● Instructions
• 1. From the HAND Database text below, list every problem the Discussion names as hampering research on HAND.
• 2. Write the next part of the HAND Database text below, continuing from its final sentence.
*** Opening Text section ***
HAND Database HIV-1 Genome Coverage And Sequencing Depth. The top panel displays HAND Database sequencing depth across the HXB2 reference sequence, and the bottom panel displays HIV-1 gene location across the HXB2 reference sequence. The env gene was the HIV genomic region with the greatest sequencing depth. HXB2 accession number: K03455

Discussion

Despite increased HAND research and treatment efforts, the persistent prevalence of HAND continues to pose a great challenge to the HIV research and patient communities. Investigation in this area is limited by small sample sizes, primarily due to difficulty in obtaining tissue samples, and by variation in study protocols and result interpretation. Furthermore, errors and inconsistency in HIV genotyping compound the complexity in delineating viral mechanisms toward neuropathology. The HAND Database described here serves to narrow these research gaps and addresses the need for a reliable and centralized HAND data source for advanced research purposes.

The HAND database contains up-to-date and well-curated HAND virus and patient information. All sequence data have been subject to stringent quality control examination and re-genotyping, thereby laying a solid foundation toward elucidation of viral mechanisms driving neuropathology under various epidemiology settings.
*** Closing Text section ***
*** Opening Provided records ***
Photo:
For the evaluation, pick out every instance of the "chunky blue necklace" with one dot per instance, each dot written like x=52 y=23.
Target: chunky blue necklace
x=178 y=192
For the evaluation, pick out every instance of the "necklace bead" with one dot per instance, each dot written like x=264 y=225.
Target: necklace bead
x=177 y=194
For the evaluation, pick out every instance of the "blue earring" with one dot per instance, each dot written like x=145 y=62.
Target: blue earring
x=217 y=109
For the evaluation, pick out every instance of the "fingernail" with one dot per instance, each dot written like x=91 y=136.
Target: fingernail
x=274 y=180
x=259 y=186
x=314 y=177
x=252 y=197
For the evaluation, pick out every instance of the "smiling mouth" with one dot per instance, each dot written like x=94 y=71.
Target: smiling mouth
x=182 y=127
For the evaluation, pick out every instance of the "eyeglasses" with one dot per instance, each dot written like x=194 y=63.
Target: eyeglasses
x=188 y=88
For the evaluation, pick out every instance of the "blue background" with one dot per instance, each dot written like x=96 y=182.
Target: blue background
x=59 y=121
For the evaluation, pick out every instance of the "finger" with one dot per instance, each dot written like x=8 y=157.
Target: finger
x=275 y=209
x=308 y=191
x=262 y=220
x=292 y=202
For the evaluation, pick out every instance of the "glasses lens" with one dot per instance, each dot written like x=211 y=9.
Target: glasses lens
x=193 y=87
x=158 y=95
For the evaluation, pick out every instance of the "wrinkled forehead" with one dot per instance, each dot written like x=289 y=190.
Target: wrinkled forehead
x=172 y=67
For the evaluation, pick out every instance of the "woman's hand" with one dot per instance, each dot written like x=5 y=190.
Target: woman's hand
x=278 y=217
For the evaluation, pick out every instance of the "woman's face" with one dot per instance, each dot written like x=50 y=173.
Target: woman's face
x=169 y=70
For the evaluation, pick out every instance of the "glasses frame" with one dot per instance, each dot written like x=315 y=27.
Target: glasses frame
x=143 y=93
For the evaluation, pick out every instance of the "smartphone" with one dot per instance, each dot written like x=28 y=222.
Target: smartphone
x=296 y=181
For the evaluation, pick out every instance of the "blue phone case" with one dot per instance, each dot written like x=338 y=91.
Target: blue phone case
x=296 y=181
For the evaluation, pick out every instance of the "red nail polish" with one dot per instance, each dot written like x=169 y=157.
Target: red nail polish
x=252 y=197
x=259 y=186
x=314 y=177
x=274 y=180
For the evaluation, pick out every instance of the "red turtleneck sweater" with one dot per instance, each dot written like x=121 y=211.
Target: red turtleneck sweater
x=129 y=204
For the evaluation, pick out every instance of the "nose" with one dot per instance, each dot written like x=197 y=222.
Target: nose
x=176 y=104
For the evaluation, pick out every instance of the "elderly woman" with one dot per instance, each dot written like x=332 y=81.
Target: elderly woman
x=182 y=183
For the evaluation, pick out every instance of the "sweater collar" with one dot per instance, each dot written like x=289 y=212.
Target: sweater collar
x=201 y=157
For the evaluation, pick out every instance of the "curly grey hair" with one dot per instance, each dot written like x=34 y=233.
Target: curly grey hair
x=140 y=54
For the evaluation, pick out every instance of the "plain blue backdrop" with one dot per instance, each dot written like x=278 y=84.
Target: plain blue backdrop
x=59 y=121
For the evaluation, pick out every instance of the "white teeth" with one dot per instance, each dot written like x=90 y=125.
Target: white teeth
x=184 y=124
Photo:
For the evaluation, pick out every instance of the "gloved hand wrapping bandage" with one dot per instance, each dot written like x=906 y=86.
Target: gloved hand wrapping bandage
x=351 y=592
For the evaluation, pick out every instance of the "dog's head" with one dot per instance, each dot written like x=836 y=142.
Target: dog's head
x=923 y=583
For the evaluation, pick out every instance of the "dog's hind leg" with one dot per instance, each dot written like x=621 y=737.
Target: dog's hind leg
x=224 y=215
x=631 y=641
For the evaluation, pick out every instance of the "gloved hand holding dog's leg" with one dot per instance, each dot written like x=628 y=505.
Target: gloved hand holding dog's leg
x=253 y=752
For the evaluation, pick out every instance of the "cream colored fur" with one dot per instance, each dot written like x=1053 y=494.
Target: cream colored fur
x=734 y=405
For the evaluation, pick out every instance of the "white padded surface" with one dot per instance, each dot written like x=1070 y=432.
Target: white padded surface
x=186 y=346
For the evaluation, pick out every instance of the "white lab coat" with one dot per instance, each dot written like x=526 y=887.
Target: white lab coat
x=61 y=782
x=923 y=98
*** Closing Provided records ***
● Answers for the tasks
• 1.
- Small sample sizes, mainly due to difficulty in obtaining tissue samples
- Variation in study protocols and result interpretation
- Errors and inconsistency in HIV genotyping

• 2.
In creating this resource we noted a number of sequencing and sampling biases that currently limit research in the area, and have developed a set of potential research directions that may greatly benefit the HAND research community. First, although prior studies have indicated the role of multiple HIV proteins, including Nef, Vpr, and Tat [2229], toward HAND development, the majority of research in the area has focused on the gp120 envelope glycoprotein. This sequencing bias is largely due to interest in Env for its role in conferring viral tropism for microglia and macrophage cells [3033], its role in non-neuronal cell replication [34], and for its potential as an HIV therapeutic target [35]. A shortage of sequence data beyond the env gene, however, limits our ability to perform data-driven HAND research on the complete viral genome, and therefore an increase in sequencing efforts in other areas of the genome would provide insight into the role of regulatory and accessory proteins toward HAND pathogenesis. Second, there is a distinct lack of sequence data from HIV epidemiologically important regions including many Asian and Sub-Saharan African countries (Fig. 5). Limited access to HAART contributes to an increased vulnerability of HIV individuals in these geographical regions to the most severe forms of HAND. Recent studies indicate HIV-associated dementia (HAD) affects over 25 % of HIV individuals in several Sub-Saharan African countries [3638]. In addition, research on treatment-naïve HIV-1-individuals in Thailand has greatly contributed to our understanding of HAND pathogenesis [39]. Finally, we noted a bias toward sequencing of male individuals. Research beyond the HIV field has implicated gender as playing a role in determining those genetic processes leading to neurocognitive deficiencies [40, 41]. A lack of information on HAND females, however, currently proves an obstacle in determining potential gender differences in HAND pathogenesis.

Conclusions

Developing a better understanding of mechanisms underlying the development of neurocognitive disorders is crucial toward providing the HIV patient community with a higher quality of life, and toward prevention of enhanced transmission. Through consolidation and validation of data from multiple data sources, here we have developed the HAND Database, a single, intuitive platform from which researchers can launch their high-throughput HAND sequencing projects. The HAND database contains up-to-date and curated HAND HIV virus and HIV-infected individual information, providing a solid foundation toward the elucidation of viral mechanisms driving this neuropathology. In particular, we anticipate this database will be of great use in increasing HAND research efforts in resource-limited countries. We plan to continue expanding the HAND Database as new HAND viral sequence data become publically available.

Availability and requirements

All records are freely available and accessible at www.handdatabase.org.